THE PROBLEM — Copy out each entry precisely; no image belongs in the result.

[Opening SUPPLIED DATA section]

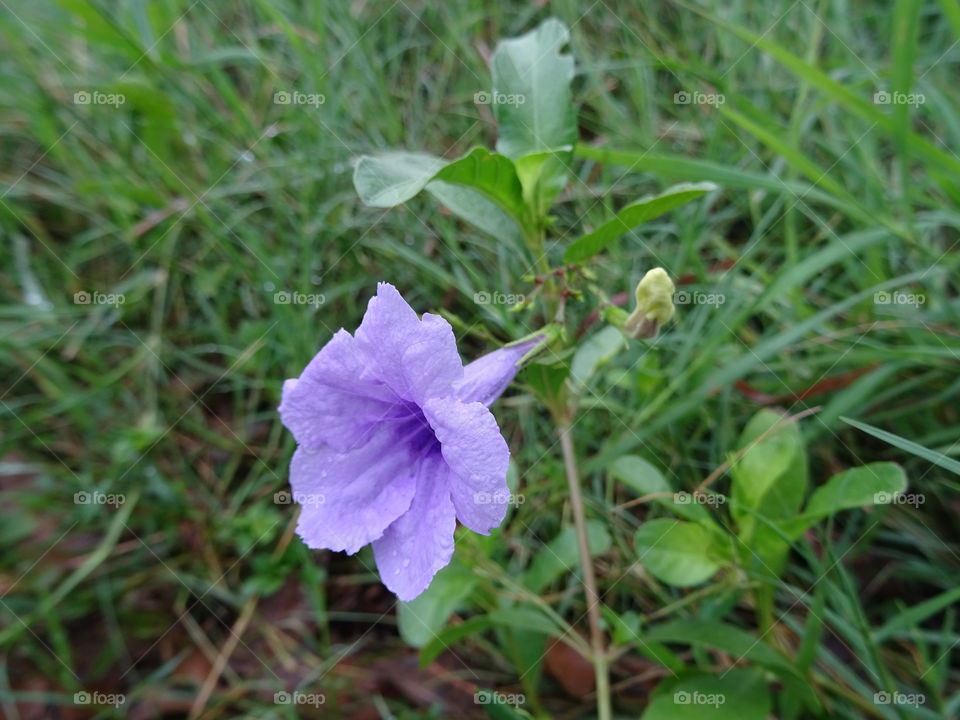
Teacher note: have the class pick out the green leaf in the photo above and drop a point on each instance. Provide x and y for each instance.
(873, 484)
(639, 475)
(491, 174)
(562, 555)
(421, 619)
(533, 104)
(676, 552)
(594, 353)
(391, 178)
(645, 479)
(449, 635)
(586, 246)
(947, 463)
(481, 187)
(739, 644)
(738, 694)
(527, 618)
(763, 467)
(476, 209)
(530, 70)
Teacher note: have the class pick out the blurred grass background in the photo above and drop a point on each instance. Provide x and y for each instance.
(200, 197)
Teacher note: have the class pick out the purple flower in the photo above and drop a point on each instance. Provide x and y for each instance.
(394, 435)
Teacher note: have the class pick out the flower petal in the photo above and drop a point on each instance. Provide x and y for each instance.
(477, 455)
(349, 499)
(485, 379)
(419, 543)
(334, 401)
(417, 359)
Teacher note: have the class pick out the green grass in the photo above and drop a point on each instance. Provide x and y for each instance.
(200, 197)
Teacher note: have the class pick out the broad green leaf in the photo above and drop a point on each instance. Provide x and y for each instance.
(562, 555)
(873, 484)
(594, 353)
(586, 246)
(676, 552)
(533, 104)
(449, 635)
(737, 694)
(528, 618)
(533, 78)
(391, 178)
(947, 463)
(639, 475)
(543, 176)
(491, 174)
(764, 463)
(769, 484)
(422, 618)
(645, 479)
(732, 640)
(476, 210)
(481, 187)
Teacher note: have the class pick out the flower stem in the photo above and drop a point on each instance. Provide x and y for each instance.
(597, 641)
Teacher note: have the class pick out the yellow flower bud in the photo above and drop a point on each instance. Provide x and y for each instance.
(654, 304)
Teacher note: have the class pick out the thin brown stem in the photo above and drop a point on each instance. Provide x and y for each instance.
(597, 640)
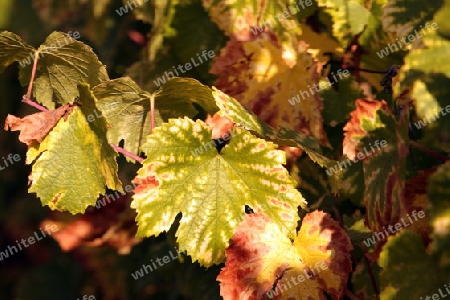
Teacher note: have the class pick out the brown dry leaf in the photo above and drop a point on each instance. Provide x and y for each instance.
(34, 128)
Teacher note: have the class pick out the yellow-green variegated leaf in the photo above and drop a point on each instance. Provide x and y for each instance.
(246, 18)
(234, 110)
(184, 173)
(74, 164)
(402, 17)
(439, 195)
(63, 63)
(349, 18)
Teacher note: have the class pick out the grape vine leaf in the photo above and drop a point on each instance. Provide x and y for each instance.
(403, 254)
(176, 97)
(318, 260)
(384, 166)
(403, 17)
(278, 82)
(426, 73)
(12, 49)
(183, 172)
(439, 195)
(127, 109)
(234, 110)
(349, 18)
(245, 19)
(74, 163)
(126, 106)
(339, 103)
(34, 128)
(63, 63)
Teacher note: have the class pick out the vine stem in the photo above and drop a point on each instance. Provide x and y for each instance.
(427, 151)
(152, 113)
(127, 153)
(369, 270)
(117, 148)
(33, 74)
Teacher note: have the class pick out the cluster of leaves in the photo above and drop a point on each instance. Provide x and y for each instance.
(72, 143)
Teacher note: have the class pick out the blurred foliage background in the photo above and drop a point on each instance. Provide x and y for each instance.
(96, 253)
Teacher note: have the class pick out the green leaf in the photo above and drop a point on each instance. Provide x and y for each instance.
(12, 49)
(402, 17)
(175, 98)
(241, 16)
(338, 104)
(426, 74)
(441, 18)
(188, 175)
(407, 270)
(349, 18)
(127, 108)
(439, 195)
(63, 63)
(74, 163)
(231, 108)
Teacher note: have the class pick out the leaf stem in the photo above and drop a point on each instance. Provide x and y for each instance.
(33, 74)
(152, 113)
(369, 270)
(28, 101)
(126, 153)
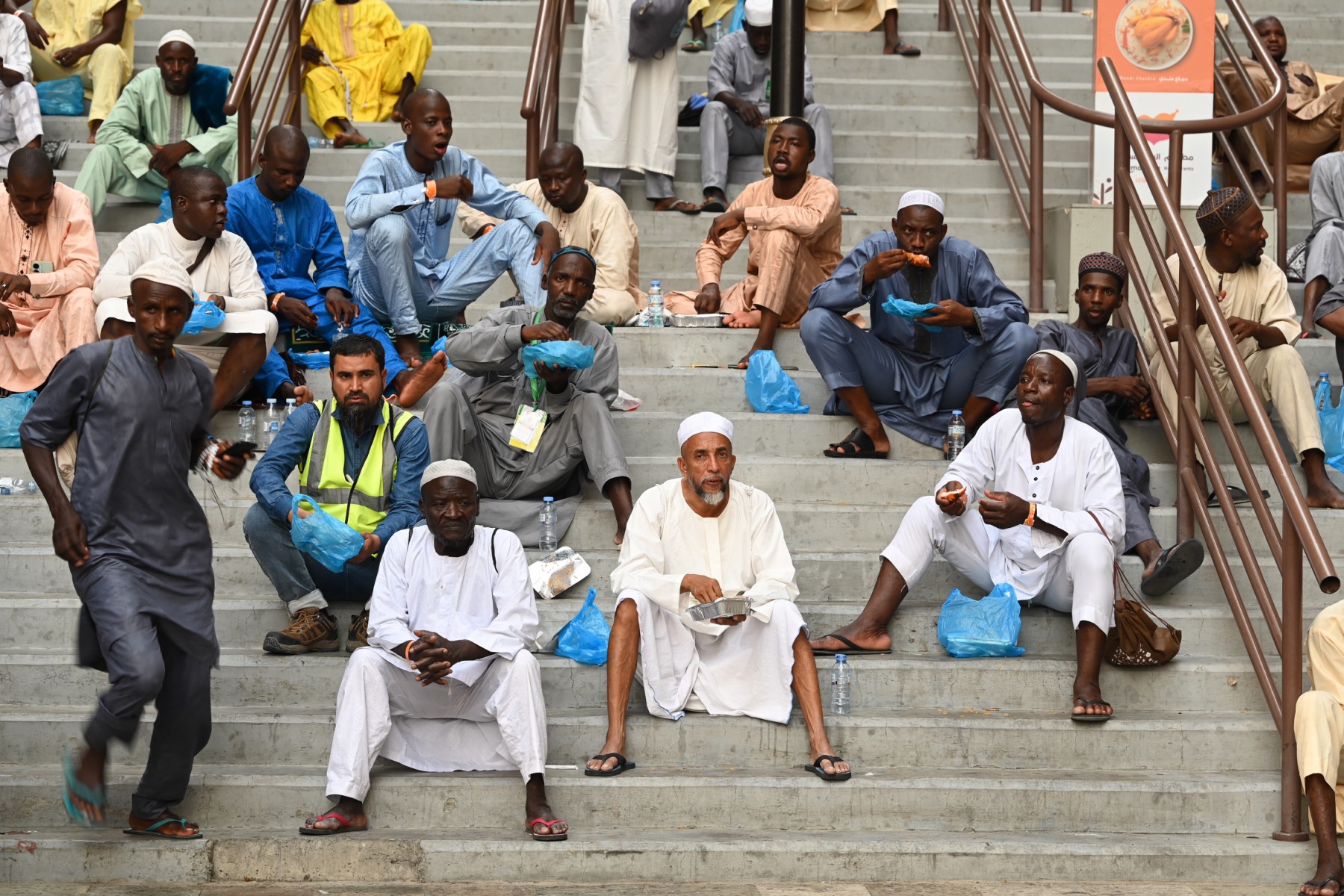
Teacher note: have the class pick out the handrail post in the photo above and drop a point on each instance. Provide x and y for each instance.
(1290, 795)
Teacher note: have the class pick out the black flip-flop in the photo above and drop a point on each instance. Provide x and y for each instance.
(1238, 494)
(621, 766)
(1086, 718)
(851, 648)
(1174, 566)
(828, 775)
(860, 444)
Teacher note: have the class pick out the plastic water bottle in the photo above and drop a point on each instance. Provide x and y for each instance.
(656, 304)
(248, 423)
(956, 435)
(841, 685)
(549, 541)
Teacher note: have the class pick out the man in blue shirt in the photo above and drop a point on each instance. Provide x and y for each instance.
(401, 214)
(361, 458)
(302, 261)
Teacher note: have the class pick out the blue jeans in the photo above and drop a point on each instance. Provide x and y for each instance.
(300, 581)
(389, 285)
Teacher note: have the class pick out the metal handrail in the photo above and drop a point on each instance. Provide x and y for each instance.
(243, 94)
(1191, 294)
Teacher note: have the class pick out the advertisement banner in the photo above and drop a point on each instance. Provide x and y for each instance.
(1164, 54)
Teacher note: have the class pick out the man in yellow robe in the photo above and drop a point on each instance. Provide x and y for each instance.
(93, 40)
(363, 65)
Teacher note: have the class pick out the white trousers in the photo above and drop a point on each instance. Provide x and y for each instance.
(1078, 579)
(381, 709)
(746, 671)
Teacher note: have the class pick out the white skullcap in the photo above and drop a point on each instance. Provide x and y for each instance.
(1063, 359)
(457, 469)
(705, 422)
(167, 272)
(759, 13)
(179, 37)
(921, 198)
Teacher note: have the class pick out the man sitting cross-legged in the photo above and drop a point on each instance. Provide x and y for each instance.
(1109, 388)
(792, 226)
(1051, 527)
(1251, 293)
(302, 260)
(49, 257)
(965, 354)
(222, 270)
(361, 458)
(695, 539)
(401, 214)
(475, 423)
(453, 608)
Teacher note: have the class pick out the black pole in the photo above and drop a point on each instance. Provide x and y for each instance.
(786, 58)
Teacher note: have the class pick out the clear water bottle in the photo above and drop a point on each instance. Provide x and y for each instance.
(956, 435)
(656, 304)
(841, 685)
(248, 423)
(549, 541)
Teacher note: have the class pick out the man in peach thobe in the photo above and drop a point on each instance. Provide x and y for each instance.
(49, 257)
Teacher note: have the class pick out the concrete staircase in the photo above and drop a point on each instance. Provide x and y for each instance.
(964, 768)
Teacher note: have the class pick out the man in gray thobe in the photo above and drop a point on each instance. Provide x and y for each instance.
(1109, 388)
(137, 543)
(472, 417)
(732, 122)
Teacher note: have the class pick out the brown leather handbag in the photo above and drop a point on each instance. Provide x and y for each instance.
(1139, 637)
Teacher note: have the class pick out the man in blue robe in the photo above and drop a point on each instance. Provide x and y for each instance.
(964, 352)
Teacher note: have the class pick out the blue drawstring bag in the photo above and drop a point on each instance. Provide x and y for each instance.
(1332, 426)
(905, 308)
(323, 536)
(769, 388)
(13, 410)
(60, 97)
(584, 638)
(564, 352)
(984, 628)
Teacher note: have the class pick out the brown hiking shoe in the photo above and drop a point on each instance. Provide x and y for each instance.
(358, 635)
(309, 630)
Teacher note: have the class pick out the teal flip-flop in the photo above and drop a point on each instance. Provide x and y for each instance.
(77, 788)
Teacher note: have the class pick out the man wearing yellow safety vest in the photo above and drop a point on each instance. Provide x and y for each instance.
(361, 458)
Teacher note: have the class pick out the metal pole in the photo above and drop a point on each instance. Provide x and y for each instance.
(786, 58)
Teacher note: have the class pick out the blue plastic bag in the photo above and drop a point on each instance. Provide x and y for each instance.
(60, 97)
(1332, 426)
(584, 638)
(13, 410)
(984, 628)
(323, 536)
(564, 352)
(905, 308)
(769, 388)
(205, 314)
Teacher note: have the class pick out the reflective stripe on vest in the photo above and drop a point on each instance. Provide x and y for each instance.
(361, 504)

[Closing SUPPLIED DATA section]

EXERCISE ANSWER —
Teacher note: have the class pick out the green leaf in the photo above and drop a point on each instance. Provide x and y for each instance.
(873, 484)
(639, 475)
(491, 174)
(562, 555)
(421, 619)
(533, 104)
(676, 552)
(594, 353)
(391, 178)
(645, 479)
(449, 635)
(586, 246)
(947, 463)
(481, 187)
(739, 644)
(738, 694)
(527, 618)
(763, 467)
(476, 209)
(530, 70)
Teacher note: have the class pick out the blurred grass background in the photo above and drop a point on each instance. Provide x and y for each instance.
(200, 197)
Teacher note: have the class pick out the purple flower in the photo above and drop a point on each instance. Provide x and y for each instance.
(394, 435)
Teacher note: have the class pick out the flower petal in the photo above and drop a point on each instance. Provide x and y for each instance.
(477, 455)
(349, 499)
(485, 379)
(419, 543)
(334, 401)
(417, 359)
Teacher note: have the class pick out the green grass in the photo above and drop a point on each instance. Provide x and y for each instance.
(200, 197)
Teacher note: have the class pick out the broad green leaf in the photo above and drop a point on each instance. Provide x and y for each instance.
(562, 555)
(873, 484)
(594, 353)
(586, 246)
(676, 552)
(533, 104)
(449, 635)
(737, 694)
(528, 618)
(533, 78)
(391, 178)
(947, 463)
(639, 475)
(543, 176)
(491, 174)
(764, 463)
(769, 484)
(422, 618)
(645, 479)
(732, 640)
(476, 210)
(481, 187)
Teacher note: have the class pick out the flower stem in the photo above and drop a point on each instance. Provide x and y for each instance.
(597, 641)
Teacher note: have the class pick out the yellow flower bud in the photo above and drop a point on each instance. Provide x and y for each instance.
(654, 304)
Teacher note: have the class pick out the thin brown stem in the photo above and drop a point on each instance. Provide x and y for each instance.
(597, 640)
Teacher note: have the class pick out the brown dry leaf in the photo above and drop a point on each instance. Provide x and y for each instance.
(34, 128)
Teacher note: have the class pick out the yellow-green variegated leaf in the photo above and drop a point on each instance. Provide x and y for each instance.
(246, 18)
(234, 110)
(184, 173)
(74, 164)
(402, 17)
(439, 195)
(63, 63)
(349, 18)
Teacher note: have the class pick out the grape vine leaf in the photo above and drop a point on each instance. Provide x and y for each instance.
(403, 254)
(176, 97)
(318, 260)
(384, 166)
(403, 17)
(278, 82)
(426, 73)
(12, 49)
(183, 172)
(439, 195)
(127, 109)
(234, 110)
(349, 18)
(245, 19)
(74, 163)
(126, 106)
(339, 103)
(34, 128)
(63, 63)
Teacher note: have the class pick out the vine stem in the photo above and drop a point on each instance. Provide x and y for each instance.
(427, 151)
(152, 113)
(127, 153)
(369, 270)
(117, 148)
(33, 74)
Teacher note: have the class pick out the cluster of leaves in the photo above and drop a point on each instance. Provide x and y for each instance.
(72, 143)
Teacher note: have the class pick out the blurred foliage background in the photo above and drop a point on each instance. Provide x and y for each instance.
(96, 253)
Teacher note: have the class pick out the green leaf in the photo above and drop a point on each instance. Provide x and y for each instance.
(12, 49)
(402, 17)
(175, 98)
(241, 16)
(338, 104)
(426, 74)
(441, 18)
(188, 175)
(407, 270)
(349, 18)
(127, 108)
(439, 195)
(63, 63)
(74, 163)
(231, 108)
Teacher note: have the class pick out the leaf stem in the photo above and drop a point on each instance. Provide x and y for each instance.
(33, 74)
(152, 113)
(369, 270)
(28, 101)
(126, 153)
Teacher note: have the class pick out the handrail post in the photo above and drop a point on each instance. Provide x and y for each instance.
(1290, 795)
Teacher note: have the class pick out the black flip-flop in the photo above and drop a point on each instance. Provide x and y for each instance.
(1238, 494)
(621, 766)
(1086, 718)
(851, 648)
(1174, 566)
(828, 775)
(860, 444)
Teacher note: have the class pick out the plastic water bottle in the photo above and drop a point on each instance. Provide x and y for each instance.
(656, 304)
(248, 423)
(956, 435)
(841, 685)
(549, 541)
Teacher note: have the class pick out the man in blue shirt in the photo above and drop a point on each instance. Provide x and y for each instance.
(401, 214)
(361, 458)
(302, 261)
Teacher note: have the class pick out the blue jeans in the photo above and drop a point on each instance. Provide x and y for each instance.
(300, 581)
(389, 285)
Teacher note: have the class pick out the metal handrail in the photo above and drop a point on each instance. Provide x and y for each instance.
(243, 94)
(1191, 294)
Teacher note: have the class pick out the advertisement banner in the photo above and drop a point on each instance. Provide x and y for each instance.
(1164, 54)
Teacher note: have the class pick out the man in yellow robe in the photo above and drop a point on each instance. Provide x and y for each instance.
(93, 40)
(363, 65)
Teacher note: have the class pick out the white trousers in the photo above and drop a point on each instance. Provide x and y for each instance.
(1078, 579)
(381, 709)
(746, 671)
Teacher note: have the class pick out the white skullcap in the photo above and drop a point on each instance. Provide x and y for each instance.
(1063, 359)
(457, 469)
(705, 422)
(167, 272)
(759, 13)
(179, 37)
(921, 198)
Teacher note: have the class pick out the man sitting cross-legged in the photo above and drop a point on each instance. Provide x and y for each instance.
(1109, 388)
(792, 226)
(1051, 527)
(1251, 293)
(302, 260)
(49, 257)
(965, 354)
(222, 270)
(361, 458)
(695, 539)
(401, 214)
(475, 423)
(453, 608)
Teacher note: have the class pick out the black pole in the photo above and drop a point on each instance. Provide x and y for each instance.
(786, 58)
Teacher note: have the class pick out the clear water bottle in the photo above and drop a point on each instance. Provide x and y for each instance.
(956, 435)
(656, 304)
(841, 685)
(248, 423)
(549, 541)
Teacher note: have the class pick out the man in peach thobe in the photo above and drop a point on each instance. Provide x and y for each instance.
(49, 257)
Teacher note: have the class pick out the concrete staircase in the photo above and drop a point on each instance. Provide x and y for each instance.
(964, 768)
Teacher note: have the class pick out the man in gray thobe in the photo above and drop a point on each instance. Provide x and y for each instance.
(1109, 388)
(137, 543)
(472, 417)
(732, 122)
Teacher note: have the class pick out the brown leather handbag in the photo above and drop a point on each instance. Provide x and y for each instance.
(1139, 637)
Teacher note: have the class pick out the man in blue robe in the photo above and drop a point on each instance. Provide x and y for each instance.
(964, 352)
Teacher note: have the class pick out the blue drawstring bag in the photo above and drop a point on each instance. Provide x and y for each instance.
(1332, 426)
(905, 308)
(323, 536)
(769, 388)
(13, 410)
(60, 97)
(584, 638)
(564, 352)
(984, 628)
Teacher note: have the class pick out the brown hiking shoe in the photo above and drop a point on each instance. Provide x and y for each instance.
(358, 635)
(309, 630)
Teacher note: have the class pick out the teal flip-flop in the photo above and drop a point on each instance. Provide x and y for each instance.
(77, 788)
Teacher note: have the class pick out the man wearing yellow safety vest in the photo above and drop a point on each instance. Provide x and y for each instance.
(361, 458)
Teacher note: have the class pick out the metal pole in the photo above and drop a point on each instance. Provide x and y for each instance.
(786, 58)
Teacher note: have the class pick out the blue plastic bag in the photo above and drop a point on each instance. Provide x and y for each instance.
(60, 97)
(1332, 426)
(584, 638)
(13, 410)
(984, 628)
(323, 536)
(564, 352)
(905, 308)
(769, 388)
(205, 314)
Teacher note: have the class pick out the reflective stripe on vest in the photo above and drop a point on each instance. Provide x and y for each instance.
(361, 504)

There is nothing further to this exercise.